• WHAT YOU SHOULD DO:
Give back every line of the records below word for word, leaving out the pictures.

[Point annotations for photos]
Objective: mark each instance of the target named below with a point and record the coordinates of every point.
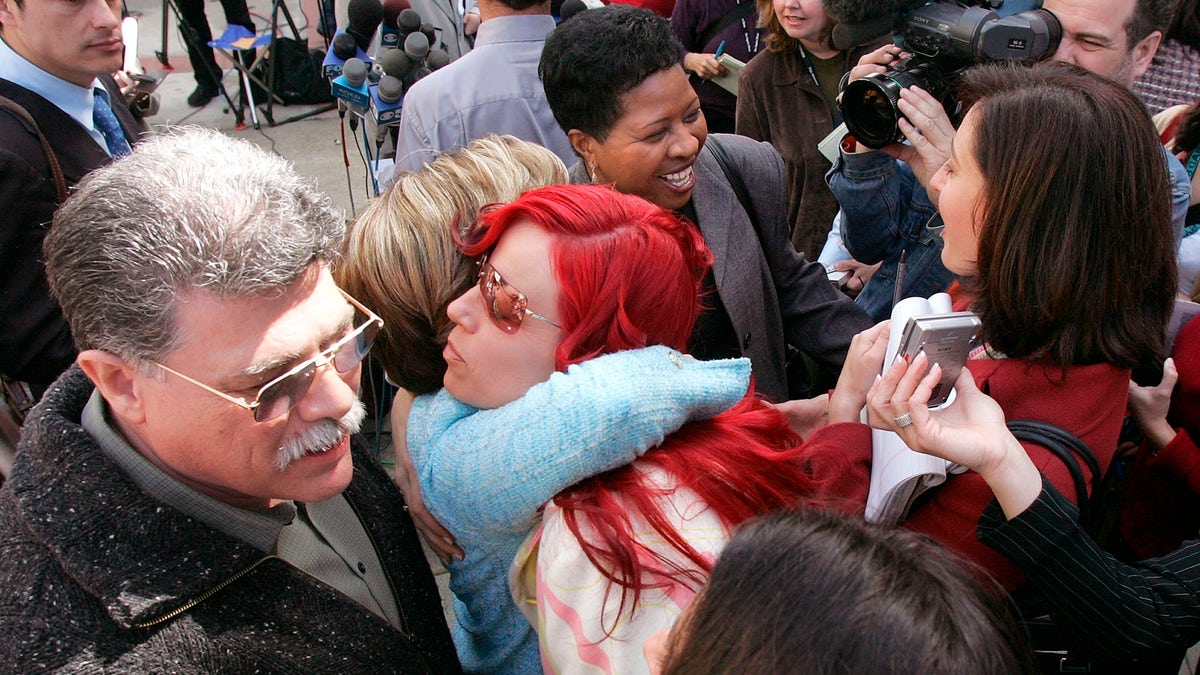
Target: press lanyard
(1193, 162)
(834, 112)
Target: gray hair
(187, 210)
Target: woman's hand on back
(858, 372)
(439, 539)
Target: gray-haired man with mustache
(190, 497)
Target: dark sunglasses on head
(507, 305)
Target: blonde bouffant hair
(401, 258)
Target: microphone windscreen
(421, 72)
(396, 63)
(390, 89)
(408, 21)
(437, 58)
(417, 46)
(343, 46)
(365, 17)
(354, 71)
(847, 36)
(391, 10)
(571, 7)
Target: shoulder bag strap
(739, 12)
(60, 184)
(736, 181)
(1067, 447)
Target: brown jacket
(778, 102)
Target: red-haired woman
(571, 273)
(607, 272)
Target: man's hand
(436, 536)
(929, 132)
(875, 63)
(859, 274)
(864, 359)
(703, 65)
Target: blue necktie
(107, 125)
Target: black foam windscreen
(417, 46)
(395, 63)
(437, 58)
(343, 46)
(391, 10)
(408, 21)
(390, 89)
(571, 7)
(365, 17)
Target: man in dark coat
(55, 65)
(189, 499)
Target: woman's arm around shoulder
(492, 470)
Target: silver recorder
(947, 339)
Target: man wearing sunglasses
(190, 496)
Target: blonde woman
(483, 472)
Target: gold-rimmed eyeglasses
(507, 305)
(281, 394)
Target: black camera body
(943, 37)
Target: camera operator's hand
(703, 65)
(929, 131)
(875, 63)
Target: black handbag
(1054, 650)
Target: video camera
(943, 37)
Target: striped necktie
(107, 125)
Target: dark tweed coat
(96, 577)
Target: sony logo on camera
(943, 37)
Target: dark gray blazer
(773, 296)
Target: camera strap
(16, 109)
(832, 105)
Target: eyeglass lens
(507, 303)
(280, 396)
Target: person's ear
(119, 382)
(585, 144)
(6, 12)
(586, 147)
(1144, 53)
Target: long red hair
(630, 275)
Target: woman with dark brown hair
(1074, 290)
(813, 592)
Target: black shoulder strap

• TASK RESPONSE:
Objective: mark each instance of the target named below with a point and record the coordinates of every point.
Target: press lanyard
(1193, 162)
(834, 112)
Target: gray hair
(187, 210)
Target: woman's hand on back
(858, 372)
(439, 539)
Target: gray-haired man with mustache
(190, 497)
Target: dark sunglasses on head
(507, 305)
Target: blonde bouffant hair
(401, 258)
Target: microphone windscreen
(421, 72)
(396, 63)
(390, 89)
(408, 21)
(437, 58)
(417, 46)
(343, 46)
(365, 17)
(354, 71)
(847, 36)
(391, 10)
(571, 7)
Target: shoulder bag strap
(739, 12)
(60, 184)
(736, 181)
(1067, 447)
Target: brown jacket
(778, 102)
Target: red-haired woman
(571, 273)
(607, 272)
Target: man's hand
(436, 536)
(929, 132)
(875, 63)
(859, 274)
(864, 359)
(703, 65)
Target: blue necktie
(107, 125)
Target: black foam windscreen
(417, 46)
(395, 63)
(437, 58)
(343, 46)
(391, 10)
(408, 21)
(390, 89)
(571, 7)
(365, 17)
Target: man in dark coat
(55, 65)
(189, 499)
Target: woman's arm around shoulder
(492, 470)
Target: silver recorder
(947, 339)
Target: man wearing sunglasses
(190, 496)
Target: blonde woman
(483, 472)
Target: gold-rimmed eyeglasses
(507, 305)
(281, 394)
Target: black camera body
(943, 37)
Target: camera operator's hand
(703, 65)
(929, 131)
(875, 63)
Target: black handbag
(1054, 650)
Target: video camera
(943, 37)
Target: striped necktie
(107, 125)
Target: dark tweed coat
(96, 577)
Target: sony logo on camera
(943, 37)
Target: dark gray blazer
(773, 296)
Target: camera strap
(16, 109)
(832, 105)
Target: eyeglass lens
(507, 303)
(280, 396)
Target: person's ear
(119, 382)
(585, 144)
(6, 12)
(586, 147)
(1144, 53)
Target: long red hair
(630, 275)
Target: woman with dark brown hair
(1074, 290)
(813, 592)
Target: black shoulder strap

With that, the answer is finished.